Impossible Object, later released as Story of a Love Story, is a 1973 drama film starring Alan Bates and Dominique Sanda. It was directed by John Frankenheimer with a screenplay by Nicholas Mosley based on his own novel. It was screened at the 1973 Cannes Film Festival, but was not entered into the main competition. Mosley wrote the screenplay at the behest of director Joseph Losey, whose film Accident was based on an earlier Mosley novel. Dirk Bogarde and Catherine Deneuve had been attached to the film. However, Losey had difficulty financing the film and later fell out with Mosley over The Assassination of Trotsky. Frankenheimer, looking to make an independent film, took over the project.

########################################

Things to do:
1/ In the passage about Impossible Object, who directed the film?
2/ For each statement, say yes or no to whether it agrees with the passage about Impossible Object, and quote the deciding words: (a) The film was entered into the main competition at the 1973 Cannes Film Festival. (b) Nicholas Mosley based the screenplay on his own novel. (c) Joseph Losey had difficulty financing the film.
3/ Write out everything in the passage about Impossible Object from "Impossible Object, later" down to "over the project.".

Records shown:
########################################

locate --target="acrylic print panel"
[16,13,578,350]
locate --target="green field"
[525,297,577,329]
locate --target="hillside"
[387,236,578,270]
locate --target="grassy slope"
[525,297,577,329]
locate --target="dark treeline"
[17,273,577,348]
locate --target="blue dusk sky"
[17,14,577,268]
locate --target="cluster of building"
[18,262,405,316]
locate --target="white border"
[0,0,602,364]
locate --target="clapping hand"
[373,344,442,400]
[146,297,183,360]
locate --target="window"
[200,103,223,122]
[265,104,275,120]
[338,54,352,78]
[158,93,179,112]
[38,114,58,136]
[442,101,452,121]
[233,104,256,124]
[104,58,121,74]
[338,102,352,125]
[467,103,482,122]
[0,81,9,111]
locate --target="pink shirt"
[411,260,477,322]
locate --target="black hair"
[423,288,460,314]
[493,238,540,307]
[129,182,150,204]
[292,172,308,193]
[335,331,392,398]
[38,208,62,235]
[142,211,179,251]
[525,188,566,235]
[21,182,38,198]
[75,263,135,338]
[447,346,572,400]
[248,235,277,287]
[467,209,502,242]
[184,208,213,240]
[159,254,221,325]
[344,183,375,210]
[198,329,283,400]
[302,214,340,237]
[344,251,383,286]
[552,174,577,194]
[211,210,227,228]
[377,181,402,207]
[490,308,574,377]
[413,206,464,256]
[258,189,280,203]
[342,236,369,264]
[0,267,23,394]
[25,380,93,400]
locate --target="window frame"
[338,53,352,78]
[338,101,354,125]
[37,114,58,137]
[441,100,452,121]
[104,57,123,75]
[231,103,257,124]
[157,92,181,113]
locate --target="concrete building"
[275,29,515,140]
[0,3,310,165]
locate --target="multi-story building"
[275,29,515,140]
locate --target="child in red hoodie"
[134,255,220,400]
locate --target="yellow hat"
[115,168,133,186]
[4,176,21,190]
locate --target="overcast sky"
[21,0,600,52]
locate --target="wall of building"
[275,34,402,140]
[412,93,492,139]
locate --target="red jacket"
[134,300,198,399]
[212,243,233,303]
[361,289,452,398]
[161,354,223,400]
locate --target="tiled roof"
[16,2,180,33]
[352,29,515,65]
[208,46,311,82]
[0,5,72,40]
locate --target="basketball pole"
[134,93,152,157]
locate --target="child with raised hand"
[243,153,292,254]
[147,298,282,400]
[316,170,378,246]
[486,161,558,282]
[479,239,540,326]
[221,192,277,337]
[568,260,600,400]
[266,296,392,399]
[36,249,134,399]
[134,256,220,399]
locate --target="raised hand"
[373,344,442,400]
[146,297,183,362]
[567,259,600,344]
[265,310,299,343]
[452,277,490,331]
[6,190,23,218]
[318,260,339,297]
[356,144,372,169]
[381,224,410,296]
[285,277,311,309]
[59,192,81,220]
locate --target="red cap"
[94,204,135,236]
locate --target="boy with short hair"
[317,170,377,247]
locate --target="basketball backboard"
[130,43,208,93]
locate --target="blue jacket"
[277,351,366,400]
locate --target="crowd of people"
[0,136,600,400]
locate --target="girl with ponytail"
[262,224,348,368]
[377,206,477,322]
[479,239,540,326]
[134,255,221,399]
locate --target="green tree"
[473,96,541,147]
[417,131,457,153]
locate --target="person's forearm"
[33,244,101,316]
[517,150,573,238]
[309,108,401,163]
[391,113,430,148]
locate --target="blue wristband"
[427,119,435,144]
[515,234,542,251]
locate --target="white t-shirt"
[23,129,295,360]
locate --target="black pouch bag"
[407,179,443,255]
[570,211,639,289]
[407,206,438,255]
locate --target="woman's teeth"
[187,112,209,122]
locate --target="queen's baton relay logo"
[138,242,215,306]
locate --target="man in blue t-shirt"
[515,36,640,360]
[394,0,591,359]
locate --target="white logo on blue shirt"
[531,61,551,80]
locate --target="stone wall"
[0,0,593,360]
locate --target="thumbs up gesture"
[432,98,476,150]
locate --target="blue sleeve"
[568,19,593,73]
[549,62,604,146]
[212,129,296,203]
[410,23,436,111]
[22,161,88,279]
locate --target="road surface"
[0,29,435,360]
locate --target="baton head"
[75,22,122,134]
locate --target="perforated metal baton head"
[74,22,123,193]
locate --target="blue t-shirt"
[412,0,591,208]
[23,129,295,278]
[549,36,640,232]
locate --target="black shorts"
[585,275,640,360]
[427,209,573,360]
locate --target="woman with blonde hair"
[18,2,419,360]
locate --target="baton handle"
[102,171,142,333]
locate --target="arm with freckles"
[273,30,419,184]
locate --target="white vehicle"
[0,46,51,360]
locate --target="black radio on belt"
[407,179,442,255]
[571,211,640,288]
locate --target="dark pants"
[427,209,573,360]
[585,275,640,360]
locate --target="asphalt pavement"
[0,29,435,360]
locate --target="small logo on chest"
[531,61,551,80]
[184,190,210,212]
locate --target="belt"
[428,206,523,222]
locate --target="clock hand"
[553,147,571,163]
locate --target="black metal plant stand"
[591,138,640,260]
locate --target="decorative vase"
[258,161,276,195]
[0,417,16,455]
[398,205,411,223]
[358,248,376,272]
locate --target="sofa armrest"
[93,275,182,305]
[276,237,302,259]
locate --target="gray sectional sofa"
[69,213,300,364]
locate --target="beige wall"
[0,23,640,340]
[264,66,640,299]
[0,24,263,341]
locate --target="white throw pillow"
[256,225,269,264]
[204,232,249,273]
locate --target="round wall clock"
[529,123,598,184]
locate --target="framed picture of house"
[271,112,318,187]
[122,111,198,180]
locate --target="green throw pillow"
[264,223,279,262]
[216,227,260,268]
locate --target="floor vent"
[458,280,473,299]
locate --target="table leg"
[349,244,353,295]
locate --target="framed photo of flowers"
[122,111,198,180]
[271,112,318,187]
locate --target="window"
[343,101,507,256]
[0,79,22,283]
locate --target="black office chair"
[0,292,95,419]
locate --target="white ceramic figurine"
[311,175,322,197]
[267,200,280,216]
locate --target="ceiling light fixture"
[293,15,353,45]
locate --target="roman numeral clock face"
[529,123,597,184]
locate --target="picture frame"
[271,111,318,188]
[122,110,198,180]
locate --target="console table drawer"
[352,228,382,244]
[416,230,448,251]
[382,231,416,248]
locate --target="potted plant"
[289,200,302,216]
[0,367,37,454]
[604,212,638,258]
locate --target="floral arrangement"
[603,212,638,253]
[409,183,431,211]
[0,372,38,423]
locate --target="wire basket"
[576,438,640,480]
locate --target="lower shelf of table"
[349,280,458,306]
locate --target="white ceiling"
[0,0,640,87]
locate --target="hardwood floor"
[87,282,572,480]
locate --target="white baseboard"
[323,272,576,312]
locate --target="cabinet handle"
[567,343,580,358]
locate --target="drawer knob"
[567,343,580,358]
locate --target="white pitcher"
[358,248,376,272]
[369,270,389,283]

########################################

Answers given:
1/ John Frankenheimer

2/
(a) No: "was not entered into the main competition"
(b) Yes: "with a screenplay by Nicholas Mosley based on his own novel"
(c) Yes: "Losey had difficulty financing the film"

3/
Impossible Object, later released as Story of a Love Story, is a 1973 drama film starring Alan Bates and Dominique Sanda. It was directed by John Frankenheimer with a screenplay by Nicholas Mosley based on his own novel. It was screened at the 1973 Cannes Film Festival, but was not entered into the main competition. Mosley wrote the screenplay at the behest of director Joseph Losey, whose film Accident was based on an earlier Mosley novel. Dirk Bogarde and Catherine Deneuve had been attached to the film. However, Losey had difficulty financing the film and later fell out with Mosley over The Assassination of Trotsky. Frankenheimer, looking to make an independent film, took over the project.